### Task instructions
a: Return everything in the Taipei travel diary from "Our dining destination" down to "of fish together!", copied word for word.
b: Write the next part of the Taipei travel diary, picking up after its final sentence.

### Extracted text

Although we were all significantly worse for wear after the long day of walking, I had agreed to meet up with our aunts and uncles for dinner that night. We managed to gorge ourselves at a nice hot fry place with heaps of small dishes and Taiwan beer. Being sick I abstained from beer and was content to sip on orange juice.
Needless to say, after an exhausting day I slept like a log.
Day 7 Taipei
Sadly on this day I became even sicker. I barely made it out of bed for some beef noodle soup from Lin Dong Fang. The beef noodle soup was unusual as you can add dimension to the broth is a spicy beef paste. It was however, very tasty and I very much enjoyed the herbal broth. On the other hand, the service was very brusque as is usually expected of such crowded, cheap places.
I decided to go back to our air bnb and rest whilst everyone else went to the National Palace Museum. You’re not allowed to take photos inside the museum, but I was told that the exhibitions consisted mostly of pottery. I believe that they have since built an additional wing to the museum to house more artefacts so there might be even more to see now!
After a nap and some solitary lounging around, I thankfully felt well enough for dinner. Actually getting to the place was a real struggle as my knowledge of street names isn’t all that good. I had to end up calling the restaurant to ask where they were! Thankfully the taxi driver was really patient despite having a hard time with google maps.
Our dining destination and one of the few Japanese restaurants that we went to was Kitcho. I’m not going to be able to go into any real detail about this meal. They explained the fish in Chinese, and my Chinese sadly, does not extend to varieties of fish.
We went for the 3500NTD omakase. The highlights of the meal were definitely the set up. The counter bar and plates feel luxurious and it’s always a great experience to watch the sushi chefs at work. As an extra bonus, all the girls who worked there were super cute!! The most memorable dish was one of the last, a roll with all sorts of fish together!

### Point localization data

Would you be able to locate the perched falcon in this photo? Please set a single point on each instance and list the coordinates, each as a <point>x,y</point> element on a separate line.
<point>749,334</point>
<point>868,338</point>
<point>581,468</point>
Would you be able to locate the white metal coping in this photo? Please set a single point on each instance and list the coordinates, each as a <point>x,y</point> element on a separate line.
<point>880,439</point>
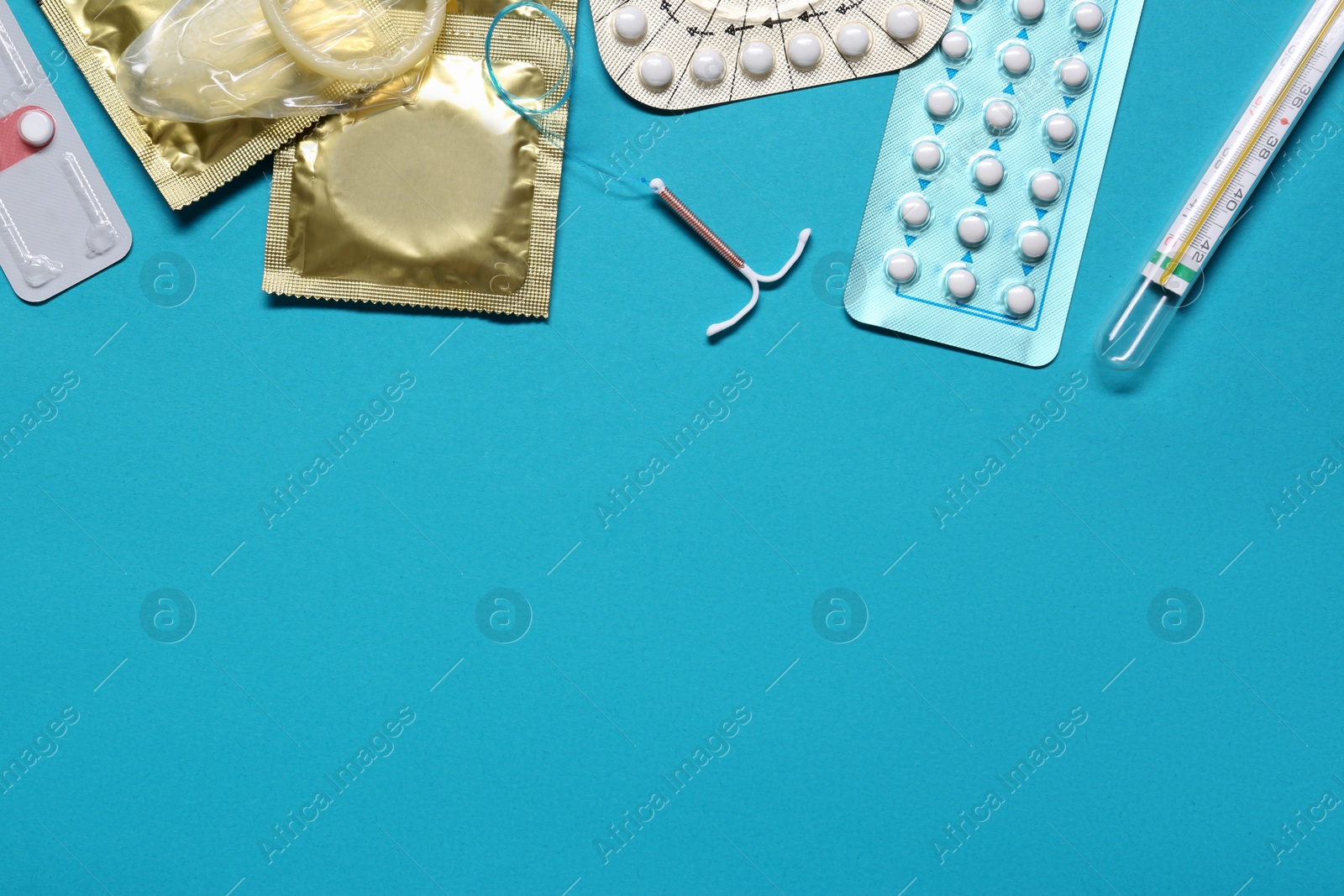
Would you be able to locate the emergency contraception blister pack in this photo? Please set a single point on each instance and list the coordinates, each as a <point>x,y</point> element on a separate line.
<point>987,176</point>
<point>58,222</point>
<point>685,54</point>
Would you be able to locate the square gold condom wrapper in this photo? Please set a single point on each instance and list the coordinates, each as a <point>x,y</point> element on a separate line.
<point>186,160</point>
<point>445,203</point>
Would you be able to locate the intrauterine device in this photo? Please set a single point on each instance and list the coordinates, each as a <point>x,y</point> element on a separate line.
<point>685,54</point>
<point>1132,329</point>
<point>58,222</point>
<point>727,254</point>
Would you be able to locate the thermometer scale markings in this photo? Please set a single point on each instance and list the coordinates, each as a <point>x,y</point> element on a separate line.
<point>1198,234</point>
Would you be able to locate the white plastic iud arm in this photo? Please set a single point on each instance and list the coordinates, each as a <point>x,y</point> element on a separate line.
<point>729,255</point>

### Responses
a:
Our dining destination and one of the few Japanese restaurants that we went to was Kitcho. I’m not going to be able to go into any real detail about this meal. They explained the fish in Chinese, and my Chinese sadly, does not extend to varieties of fish.
We went for the 3500NTD omakase. The highlights of the meal were definitely the set up. The counter bar and plates feel luxurious and it’s always a great experience to watch the sushi chefs at work. As an extra bonus, all the girls who worked there were super cute!! The most memorable dish was one of the last, a roll with all sorts of fish together!

b:
As for the rest of the meal, I think it was good but not worth the price tag, especially in Taipei where there’s heaps of good Japanese food for very competitive prices. I also hear that you have a much better experience at Kitcho when you’re a regular customer which is sort of annoying when you’re still paying the same amount.
Lin Dong Fang Beef noodle soup
National Palace musuem
Day 8 Taipei
I didn’t take any photos today! Except for this one! To be fair, we didn’t do all that much. We had lunch with my grandmother at Eat Together in ATT 4 Fun. This is one of my favourite buffets because it’s fairly inexpensive and has a wide variety of fairly decent food. A booking is always a must though.
Then I spent the rest of the day shopping away. I definitely added a few extra kg to my suit case just from this day alone!
For dinner we thought we would check out Shilin night market, because it’s the biggest one in Taipei. Maybe it’s because we didn’t really know where to go, but in terms of food our experience at Shilin was fairly lack lustre. Ever since Shilin moved away from where it used to be; in a large car park; it’s become more commercialised and I feel like the food quality has suffered for it. On the other hand there is a lot more shopping to be had! So it’s not a completely bad thing.
Back in my youth I used to visit Taipei once every year. This was the first time that I have been back in a over 4 years so it was full of nostalgia but also surprises with all the new things that had since popped up. Going back after so long made me realise that I really do love Taipei. The hustle and bustle, the delicious food and my family make it a perfect place. It combines heaps of things I love into one little package and feels like my home away from home. I’m glad that I got to show my friends this second city of mine!
My biggest regret was that there simply wasn’t enough time to fit in everything that I wanted to do. I’m sad that I missed out on revisiting some of my favourite restaurants and also at the complete and utter lack of cute cafes that I went too. Don’t worry though, I’ll be back for you one day Taipei!